>>

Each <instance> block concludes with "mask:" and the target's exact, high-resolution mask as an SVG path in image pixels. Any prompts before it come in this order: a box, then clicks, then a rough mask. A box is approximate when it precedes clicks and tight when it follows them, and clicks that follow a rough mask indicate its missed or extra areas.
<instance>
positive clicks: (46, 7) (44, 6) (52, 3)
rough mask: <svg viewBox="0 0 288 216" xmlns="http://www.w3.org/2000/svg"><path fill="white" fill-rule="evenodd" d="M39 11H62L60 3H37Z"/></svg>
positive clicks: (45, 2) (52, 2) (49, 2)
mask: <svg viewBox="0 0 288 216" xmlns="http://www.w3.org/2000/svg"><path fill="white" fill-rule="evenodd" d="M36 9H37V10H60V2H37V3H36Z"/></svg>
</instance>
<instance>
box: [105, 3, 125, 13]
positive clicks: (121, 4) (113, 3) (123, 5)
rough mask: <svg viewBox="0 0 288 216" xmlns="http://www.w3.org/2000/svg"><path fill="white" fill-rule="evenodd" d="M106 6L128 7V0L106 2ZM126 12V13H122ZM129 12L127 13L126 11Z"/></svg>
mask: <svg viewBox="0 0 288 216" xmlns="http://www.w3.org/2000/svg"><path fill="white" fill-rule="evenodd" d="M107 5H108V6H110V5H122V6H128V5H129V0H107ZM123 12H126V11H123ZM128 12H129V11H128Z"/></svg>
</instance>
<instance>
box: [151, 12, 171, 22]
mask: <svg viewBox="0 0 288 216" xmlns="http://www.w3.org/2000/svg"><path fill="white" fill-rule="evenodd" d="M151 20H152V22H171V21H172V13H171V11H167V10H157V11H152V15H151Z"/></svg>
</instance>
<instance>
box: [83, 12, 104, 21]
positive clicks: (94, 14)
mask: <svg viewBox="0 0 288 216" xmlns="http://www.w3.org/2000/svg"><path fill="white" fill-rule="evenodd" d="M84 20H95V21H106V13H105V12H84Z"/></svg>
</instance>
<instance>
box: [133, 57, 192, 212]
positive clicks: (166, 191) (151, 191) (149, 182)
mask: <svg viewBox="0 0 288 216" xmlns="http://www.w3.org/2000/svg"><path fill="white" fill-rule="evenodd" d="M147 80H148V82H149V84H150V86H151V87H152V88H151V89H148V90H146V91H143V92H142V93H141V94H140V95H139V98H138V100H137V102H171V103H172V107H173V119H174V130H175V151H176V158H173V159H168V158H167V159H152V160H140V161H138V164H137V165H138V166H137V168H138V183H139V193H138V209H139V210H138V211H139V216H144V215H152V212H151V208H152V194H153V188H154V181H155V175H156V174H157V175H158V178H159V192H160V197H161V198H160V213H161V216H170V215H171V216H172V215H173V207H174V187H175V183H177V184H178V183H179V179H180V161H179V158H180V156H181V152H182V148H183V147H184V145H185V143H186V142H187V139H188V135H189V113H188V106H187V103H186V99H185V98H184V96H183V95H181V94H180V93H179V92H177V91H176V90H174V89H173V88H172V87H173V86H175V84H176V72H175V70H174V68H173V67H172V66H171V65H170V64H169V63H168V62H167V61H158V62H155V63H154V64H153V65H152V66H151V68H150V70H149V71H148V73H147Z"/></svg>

<<

EXERCISE DIRECTIONS: Nothing in the listing should be left out; repeat it exactly.

RESULT BELOW:
Each <instance> block concludes with "mask:" and the target's exact, high-resolution mask as an SVG path in image pixels. Any prompts before it come in this order: a box, then clicks, then a rough mask. A box is approximate when it precedes clicks and tight when it follows them, and clicks that follow a rough mask indicate its missed or extra areas.
<instance>
positive clicks: (46, 7) (44, 6) (52, 3)
rough mask: <svg viewBox="0 0 288 216" xmlns="http://www.w3.org/2000/svg"><path fill="white" fill-rule="evenodd" d="M39 11H62L60 3H37Z"/></svg>
positive clicks: (45, 2) (52, 2) (49, 2)
mask: <svg viewBox="0 0 288 216" xmlns="http://www.w3.org/2000/svg"><path fill="white" fill-rule="evenodd" d="M36 9H37V10H60V2H37V3H36Z"/></svg>
</instance>
<instance>
box: [105, 3, 125, 13]
positive clicks: (121, 4) (113, 3) (123, 5)
rough mask: <svg viewBox="0 0 288 216" xmlns="http://www.w3.org/2000/svg"><path fill="white" fill-rule="evenodd" d="M106 6L128 7V0L106 2ZM126 12V13H122ZM129 12L127 13L126 11Z"/></svg>
mask: <svg viewBox="0 0 288 216" xmlns="http://www.w3.org/2000/svg"><path fill="white" fill-rule="evenodd" d="M107 5H108V6H110V5H122V6H128V5H129V0H107ZM123 12H126V11H123ZM128 12H129V11H128Z"/></svg>
</instance>
<instance>
box: [151, 12, 171, 22]
mask: <svg viewBox="0 0 288 216" xmlns="http://www.w3.org/2000/svg"><path fill="white" fill-rule="evenodd" d="M151 20H152V22H171V21H172V13H171V11H167V10H157V11H152V15H151Z"/></svg>
</instance>
<instance>
box: [83, 12, 104, 21]
positive clicks: (94, 14)
mask: <svg viewBox="0 0 288 216" xmlns="http://www.w3.org/2000/svg"><path fill="white" fill-rule="evenodd" d="M84 20H95V21H106V13H105V12H84Z"/></svg>
</instance>
<instance>
box: [133, 57, 192, 212]
positive clicks: (166, 191) (151, 191) (149, 182)
mask: <svg viewBox="0 0 288 216" xmlns="http://www.w3.org/2000/svg"><path fill="white" fill-rule="evenodd" d="M147 80H148V82H149V84H150V86H151V87H152V88H151V89H148V90H146V91H143V92H142V93H141V94H140V95H139V98H138V100H137V102H171V103H172V107H173V119H174V130H175V151H176V158H173V159H168V158H167V159H152V160H140V161H138V164H137V165H138V166H137V168H138V183H139V193H138V209H139V210H138V211H139V216H144V215H152V212H151V208H152V194H153V188H154V181H155V175H156V174H157V175H158V178H159V192H160V197H161V198H160V213H161V216H170V215H171V216H172V215H173V207H174V187H175V183H177V184H178V183H179V179H180V161H179V158H180V156H181V152H182V148H183V147H184V145H185V143H186V142H187V139H188V135H189V113H188V106H187V103H186V99H185V98H184V96H183V95H181V94H180V93H179V92H177V91H176V90H174V89H173V88H172V87H173V86H175V84H176V72H175V70H174V68H173V67H172V66H171V65H170V64H169V63H168V62H167V61H158V62H155V63H154V64H153V65H152V66H151V68H150V70H149V71H148V73H147Z"/></svg>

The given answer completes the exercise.